== Фрагмент источника ==

Читаем Людмила Зыкина. На перекрестке наших встреч полностью

Была хлебосольной, потчевала чем могла, что было на столе или в холодильнике. Никогда я не видел, бывая у Зыкиной в застолье по разным поводам и без них, чтобы она кого-то из журналистов потчевала бутербродами с черной икрой, где ломтик хлеба был «тонюсенький-претонюсенький», а икры аж «в палец толщиной». Вранье это. Кстати, Зыкина любила больше красную икру и никогда ее не «черпала столовой деревянной ложной, как кашу». Это тоже вымысел.

Готовить любила, но чтобы при этом ей никто не мешал. Часто по ночам, когда не успевала. Обед у нее на столе был всегда – и когда была замужем, и когда осталась одна. Считала, что нельзя расслабляться, первое блюдо в ежедневном рационе должно быть обязательно. Застолье любила, но я ни разу не видел, чтобы она «хлестала водку стаканами». Если кто-то в компании, благодаря свободе слова, изловчался блеснуть матерным словечком из трех или более букв, она вскрикивала: «Ой!», словно кто-то неожиданно укалывал ее иглой или булавкой в мягкое место пониже спины. Взгляд ее в сторону обладателя ненормативной лексики был выразителен до такой степени, что тот сразу умолкал или извинялся за допущенную вольность. (В феврале 1980 года ансамбль «Россия» гастролировал в Ленинграде и в один из дней мы втроем, Зыкина, Лена Бадалова, помощница Зыкиной, ассирийка, замечательная женщина, рано ушедшая из жизни, и я отправились в ленинградский Дом торговли в центре Северной столицы. Над торговыми рядами Зыкина видит вывески: «Лентрикотаж», «Ленодежда», «Ленобувь»… Спрашивает Лену: «А как будет называться эта обувь в Херсоне?». Ответа, разумеется, не последовало).

===
== Исходные данные ==

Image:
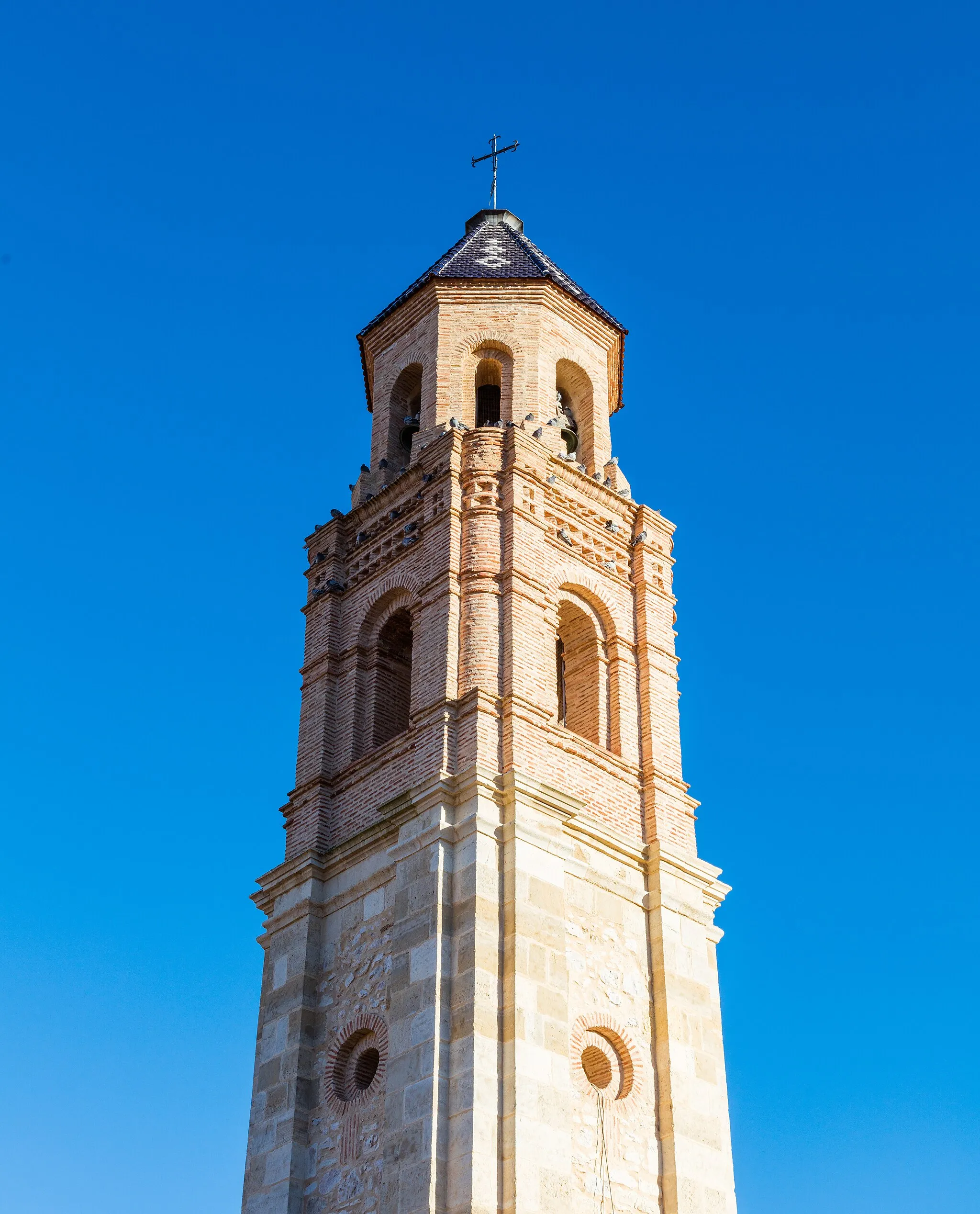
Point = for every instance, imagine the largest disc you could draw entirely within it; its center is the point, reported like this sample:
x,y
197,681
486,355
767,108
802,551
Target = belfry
x,y
490,979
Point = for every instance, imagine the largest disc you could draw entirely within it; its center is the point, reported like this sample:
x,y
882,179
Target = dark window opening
x,y
559,663
393,678
569,425
488,405
366,1068
410,424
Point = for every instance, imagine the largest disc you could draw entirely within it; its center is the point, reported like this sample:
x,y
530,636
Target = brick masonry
x,y
468,902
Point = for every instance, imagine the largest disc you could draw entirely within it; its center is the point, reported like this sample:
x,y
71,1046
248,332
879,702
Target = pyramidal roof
x,y
495,247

===

*Задания для выполнения*
a) В каком городе, согласно фрагменту о Людмиле Зыкиной, гастролировал ансамбль «Россия» в феврале 1980 года?
b) Перепишите слово в слово все строки из раздела «Исходные данные», не включая в ответ изображения.

*Ожидаемые ответы*
a) В Ленинграде.

b)
Image:
Point = for every instance, imagine the largest disc you could draw entirely within it; its center is the point, reported like this sample:
x,y
197,681
486,355
767,108
802,551
Target = belfry
x,y
490,979
Point = for every instance, imagine the largest disc you could draw entirely within it; its center is the point, reported like this sample:
x,y
882,179
Target = dark window opening
x,y
559,663
393,678
569,425
488,405
366,1068
410,424
Point = for every instance, imagine the largest disc you could draw entirely within it; its center is the point, reported like this sample:
x,y
530,636
Target = brick masonry
x,y
468,902
Point = for every instance, imagine the largest disc you could draw entirely within it; its center is the point, reported like this sample:
x,y
71,1046
248,332
879,702
Target = pyramidal roof
x,y
495,247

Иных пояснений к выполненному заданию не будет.